Sure enough, it happened. I should know that when I open my big, fat mouth declaring some truth of the ages, that I will be tested on it. This time it was instant. I hit “publish” on the post about Selfishness, and prepared to shut down my laptop and head home, when my phone rang.
A volley of false accusations and tangled anger came out of my phone. I scowled at it and held it out in front of me while it got louder and louder. I scrapped wisdom and coolly interjected, “What? I don’t get what you’re saying. Don’t you think it is rude to talk to me like this, when I can’t read your mind to know exactly which false assumptions about me you are talking about this time?” and set the phone on the counter to make more noise on its own. After a while, I simply touched the red button icon and it got quiet. I know. I am mortified to confess I did that. That was all extremely unhelpful of me…and selfish.
Being misunderstood and lied about pig-headedly can be two of the worst things to experience. Both of them faced me in a moment and I chose selfishness as my response. Sure enough, it felt to the speaker like I was hurling them against the wall with my cold response, only because the response chose my feelings, over hearing the heart’s need hiding behind the raging nastiness.
So I went to the home of said nasty person, as a halfway-towards-kind gesture. And I must confess that suddenly, I was further selfish. Oh, but they were so wrong! They desperately needed me to talk them into a corner in a torrent of carefully crafted words for three minutes without breathing and see just how stupid they were being. But wait, that was definitely a shape-shift symptom, bulging with potential to wipe out proof of God’s testimony in my life to this individual, (as well as my heretofore sweet repute) in a matter of seconds. So, I bit myself mentally, instead.
I leaned against the door jam and listened. This someone had actually been hurt by someone else, and I happened to have done something that remotely reminded them of it. In an instant I was remembering that in every relationship, one of the individuals is more mature than the other one. One of the individuals chooses the hard path towards healing; one of them sacrifices their pride. Hence, I had to let it go. Right there I finally actually killed that glossy black predator in a battle. A smile came in and my Selfishness slunk miserably from the room.
Thanks for keeping me accountable just by reading this. Please know that what I exhort others towards, I’m definitely just learning myself.

--------------------

EXERCISE TASKS:
1 – In the post about selfishness, what was the writer leaning against while listening at the other person's home?
2 – Reproduce everything in the post about selfishness from "I leaned against" down to "from the room.".

--------------------

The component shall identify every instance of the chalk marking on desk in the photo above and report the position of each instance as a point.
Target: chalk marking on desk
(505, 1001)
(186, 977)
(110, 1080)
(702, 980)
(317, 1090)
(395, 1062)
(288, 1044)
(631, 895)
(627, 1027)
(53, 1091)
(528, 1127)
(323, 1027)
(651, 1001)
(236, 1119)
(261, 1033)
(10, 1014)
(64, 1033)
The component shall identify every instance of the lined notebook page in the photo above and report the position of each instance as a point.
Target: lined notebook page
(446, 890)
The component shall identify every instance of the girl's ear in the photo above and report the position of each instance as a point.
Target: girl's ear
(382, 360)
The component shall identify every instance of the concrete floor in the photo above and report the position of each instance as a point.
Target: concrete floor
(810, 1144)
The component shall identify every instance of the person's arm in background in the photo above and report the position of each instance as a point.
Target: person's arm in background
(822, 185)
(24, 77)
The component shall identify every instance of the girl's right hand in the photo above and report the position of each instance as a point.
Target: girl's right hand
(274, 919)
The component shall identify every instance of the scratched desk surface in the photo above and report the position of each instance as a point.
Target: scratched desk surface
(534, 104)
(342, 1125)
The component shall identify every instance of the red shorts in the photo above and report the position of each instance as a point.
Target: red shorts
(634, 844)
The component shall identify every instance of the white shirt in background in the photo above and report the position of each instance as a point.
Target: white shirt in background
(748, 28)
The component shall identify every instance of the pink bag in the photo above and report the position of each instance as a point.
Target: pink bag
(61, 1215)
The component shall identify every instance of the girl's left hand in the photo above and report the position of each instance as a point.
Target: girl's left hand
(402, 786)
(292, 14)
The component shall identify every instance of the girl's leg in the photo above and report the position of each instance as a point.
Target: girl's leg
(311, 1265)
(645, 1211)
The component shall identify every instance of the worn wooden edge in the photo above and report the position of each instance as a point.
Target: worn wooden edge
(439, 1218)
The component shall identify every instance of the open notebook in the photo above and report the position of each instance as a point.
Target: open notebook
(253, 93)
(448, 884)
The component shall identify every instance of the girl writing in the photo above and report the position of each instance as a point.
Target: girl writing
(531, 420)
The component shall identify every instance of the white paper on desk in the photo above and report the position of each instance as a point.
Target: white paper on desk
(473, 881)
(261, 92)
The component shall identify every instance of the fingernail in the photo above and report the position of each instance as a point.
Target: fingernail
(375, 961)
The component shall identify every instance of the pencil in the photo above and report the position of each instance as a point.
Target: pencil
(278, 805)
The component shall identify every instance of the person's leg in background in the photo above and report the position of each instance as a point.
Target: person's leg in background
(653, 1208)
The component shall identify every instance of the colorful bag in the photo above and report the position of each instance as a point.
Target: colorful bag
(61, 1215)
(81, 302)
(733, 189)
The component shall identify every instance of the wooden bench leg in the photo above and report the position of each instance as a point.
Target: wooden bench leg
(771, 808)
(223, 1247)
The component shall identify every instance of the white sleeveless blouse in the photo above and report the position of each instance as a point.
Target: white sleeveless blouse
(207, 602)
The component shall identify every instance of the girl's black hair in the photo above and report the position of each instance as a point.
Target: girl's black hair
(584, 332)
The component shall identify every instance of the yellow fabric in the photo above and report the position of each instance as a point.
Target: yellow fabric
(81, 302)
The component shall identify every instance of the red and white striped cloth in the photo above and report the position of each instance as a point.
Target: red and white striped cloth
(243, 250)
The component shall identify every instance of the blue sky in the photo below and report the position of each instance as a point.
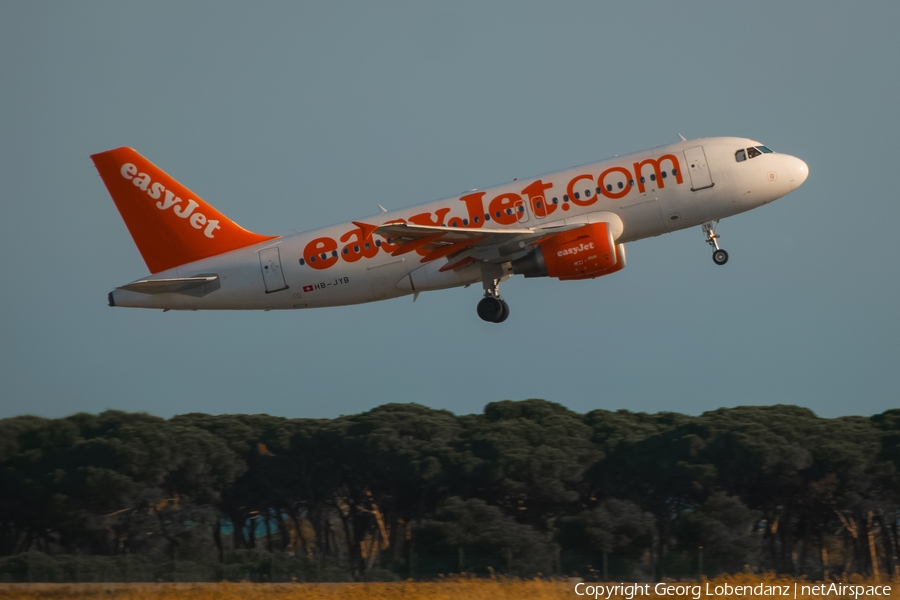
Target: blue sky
(300, 115)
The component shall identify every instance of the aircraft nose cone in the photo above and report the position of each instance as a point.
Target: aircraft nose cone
(798, 172)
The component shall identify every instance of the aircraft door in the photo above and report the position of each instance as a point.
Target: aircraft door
(698, 168)
(270, 264)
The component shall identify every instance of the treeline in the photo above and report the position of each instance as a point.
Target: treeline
(403, 490)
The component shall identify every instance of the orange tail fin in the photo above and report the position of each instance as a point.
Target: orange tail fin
(170, 225)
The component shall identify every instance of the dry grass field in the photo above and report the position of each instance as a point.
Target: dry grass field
(443, 589)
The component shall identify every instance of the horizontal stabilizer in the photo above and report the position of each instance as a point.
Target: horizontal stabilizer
(178, 285)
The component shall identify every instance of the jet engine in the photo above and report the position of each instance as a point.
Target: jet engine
(583, 253)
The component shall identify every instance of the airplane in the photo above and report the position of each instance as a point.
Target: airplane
(570, 225)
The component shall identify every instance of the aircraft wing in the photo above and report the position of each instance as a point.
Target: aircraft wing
(463, 245)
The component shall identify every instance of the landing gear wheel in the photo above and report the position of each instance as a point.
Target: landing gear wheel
(490, 309)
(493, 310)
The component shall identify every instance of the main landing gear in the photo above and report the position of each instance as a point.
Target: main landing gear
(720, 257)
(492, 308)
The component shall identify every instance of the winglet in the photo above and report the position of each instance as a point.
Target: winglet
(366, 229)
(170, 225)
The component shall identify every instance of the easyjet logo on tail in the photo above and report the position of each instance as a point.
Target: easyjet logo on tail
(157, 191)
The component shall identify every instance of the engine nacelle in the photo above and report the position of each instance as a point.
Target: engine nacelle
(583, 253)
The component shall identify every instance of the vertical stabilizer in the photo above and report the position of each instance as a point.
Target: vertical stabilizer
(170, 225)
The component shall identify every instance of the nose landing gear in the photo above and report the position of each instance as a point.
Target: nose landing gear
(720, 257)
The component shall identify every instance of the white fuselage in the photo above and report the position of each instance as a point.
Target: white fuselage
(697, 181)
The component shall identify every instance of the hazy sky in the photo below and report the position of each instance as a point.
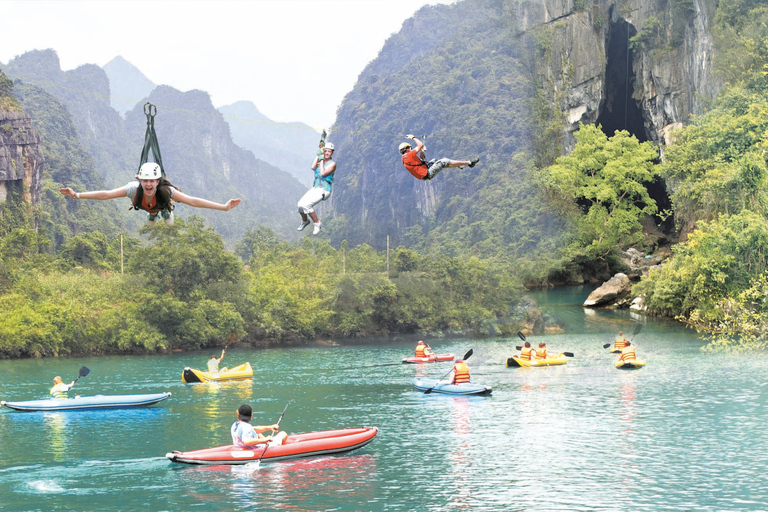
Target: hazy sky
(294, 59)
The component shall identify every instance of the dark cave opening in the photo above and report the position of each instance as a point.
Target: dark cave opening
(620, 111)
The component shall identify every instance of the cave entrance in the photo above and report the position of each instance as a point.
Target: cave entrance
(620, 111)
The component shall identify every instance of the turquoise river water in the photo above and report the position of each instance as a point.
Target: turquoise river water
(687, 432)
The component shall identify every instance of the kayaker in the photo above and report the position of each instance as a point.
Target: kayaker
(627, 353)
(246, 435)
(153, 193)
(526, 352)
(460, 373)
(59, 389)
(213, 362)
(620, 342)
(423, 350)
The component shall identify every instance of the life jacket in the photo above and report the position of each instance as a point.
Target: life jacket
(460, 373)
(326, 182)
(140, 204)
(415, 165)
(628, 354)
(60, 391)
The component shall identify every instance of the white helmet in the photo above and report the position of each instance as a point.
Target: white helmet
(150, 171)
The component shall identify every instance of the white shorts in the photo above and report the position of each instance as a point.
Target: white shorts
(311, 198)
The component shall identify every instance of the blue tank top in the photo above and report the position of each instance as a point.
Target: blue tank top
(324, 181)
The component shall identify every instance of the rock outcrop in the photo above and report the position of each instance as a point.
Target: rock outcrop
(644, 66)
(21, 158)
(616, 293)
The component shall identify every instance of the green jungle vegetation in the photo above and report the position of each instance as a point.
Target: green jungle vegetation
(180, 288)
(184, 290)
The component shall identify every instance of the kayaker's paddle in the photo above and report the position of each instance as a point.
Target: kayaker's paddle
(566, 354)
(371, 366)
(266, 445)
(637, 330)
(466, 356)
(83, 372)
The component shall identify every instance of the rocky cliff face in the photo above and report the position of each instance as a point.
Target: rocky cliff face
(509, 81)
(640, 65)
(21, 159)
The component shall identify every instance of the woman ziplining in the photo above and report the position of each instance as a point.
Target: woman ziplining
(151, 191)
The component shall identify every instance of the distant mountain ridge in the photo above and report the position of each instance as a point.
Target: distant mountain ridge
(290, 146)
(197, 148)
(128, 85)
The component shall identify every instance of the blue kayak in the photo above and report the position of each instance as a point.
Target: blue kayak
(467, 388)
(88, 402)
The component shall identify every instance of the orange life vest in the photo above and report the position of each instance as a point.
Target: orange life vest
(460, 373)
(415, 165)
(628, 354)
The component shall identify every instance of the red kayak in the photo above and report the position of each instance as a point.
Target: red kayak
(310, 444)
(434, 358)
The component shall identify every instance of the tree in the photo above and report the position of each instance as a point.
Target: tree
(603, 180)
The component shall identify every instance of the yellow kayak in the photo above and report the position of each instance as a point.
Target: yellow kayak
(630, 365)
(244, 371)
(516, 362)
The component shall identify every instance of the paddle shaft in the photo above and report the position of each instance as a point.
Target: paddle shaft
(566, 354)
(266, 445)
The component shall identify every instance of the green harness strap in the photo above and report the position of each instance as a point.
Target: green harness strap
(150, 139)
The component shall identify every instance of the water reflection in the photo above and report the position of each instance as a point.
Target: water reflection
(56, 426)
(323, 480)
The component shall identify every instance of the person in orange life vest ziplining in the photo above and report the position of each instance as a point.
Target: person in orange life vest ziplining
(526, 352)
(422, 350)
(246, 435)
(324, 169)
(627, 353)
(59, 389)
(413, 160)
(459, 374)
(153, 194)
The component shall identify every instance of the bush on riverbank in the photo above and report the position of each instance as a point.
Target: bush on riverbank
(184, 290)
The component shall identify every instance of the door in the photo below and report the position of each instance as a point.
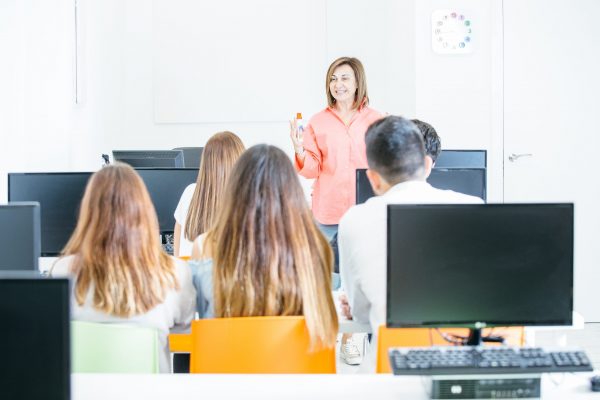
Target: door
(551, 121)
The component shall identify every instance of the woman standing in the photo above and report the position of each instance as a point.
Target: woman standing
(332, 145)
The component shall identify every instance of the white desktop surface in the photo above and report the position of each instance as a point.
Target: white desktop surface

--------------------

ACTIVITY ANSWERS:
1 – The door jam.

2 –
I leaned against the door jam and listened. This someone had actually been hurt by someone else, and I happened to have done something that remotely reminded them of it. In an instant I was remembering that in every relationship, one of the individuals is more mature than the other one. One of the individuals chooses the hard path towards healing; one of them sacrifices their pride. Hence, I had to let it go. Right there I finally actually killed that glossy black predator in a battle. A smile came in and my Selfishness slunk miserably from the room.